■ ACTIVITY: Read the data, and whenever a line holds the word "wick", report that line.

■ MATERIAL FOR THIS EXERCISE:
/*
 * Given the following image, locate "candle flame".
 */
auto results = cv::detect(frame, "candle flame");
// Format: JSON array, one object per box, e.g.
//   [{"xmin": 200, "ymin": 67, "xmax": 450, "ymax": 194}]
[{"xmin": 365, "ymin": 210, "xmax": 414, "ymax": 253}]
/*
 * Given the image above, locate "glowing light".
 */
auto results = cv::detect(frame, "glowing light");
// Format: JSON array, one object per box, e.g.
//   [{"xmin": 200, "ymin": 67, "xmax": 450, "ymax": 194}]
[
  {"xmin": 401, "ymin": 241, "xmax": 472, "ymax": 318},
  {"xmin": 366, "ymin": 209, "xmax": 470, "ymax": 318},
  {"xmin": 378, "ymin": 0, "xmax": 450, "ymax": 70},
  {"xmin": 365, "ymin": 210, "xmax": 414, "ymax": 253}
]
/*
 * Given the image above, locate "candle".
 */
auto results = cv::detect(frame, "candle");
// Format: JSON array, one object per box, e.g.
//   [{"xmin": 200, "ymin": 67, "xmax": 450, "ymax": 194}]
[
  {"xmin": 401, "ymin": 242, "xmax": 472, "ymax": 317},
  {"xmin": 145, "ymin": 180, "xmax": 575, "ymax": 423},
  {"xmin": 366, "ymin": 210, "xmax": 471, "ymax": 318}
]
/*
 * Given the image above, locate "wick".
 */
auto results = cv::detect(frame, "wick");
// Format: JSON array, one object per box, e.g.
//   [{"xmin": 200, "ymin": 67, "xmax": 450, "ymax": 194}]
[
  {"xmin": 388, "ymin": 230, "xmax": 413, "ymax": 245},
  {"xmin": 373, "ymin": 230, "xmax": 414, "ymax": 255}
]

■ EXERCISE RESULT:
 * Given the image above, locate "wick".
auto results = cv::detect(frame, "wick");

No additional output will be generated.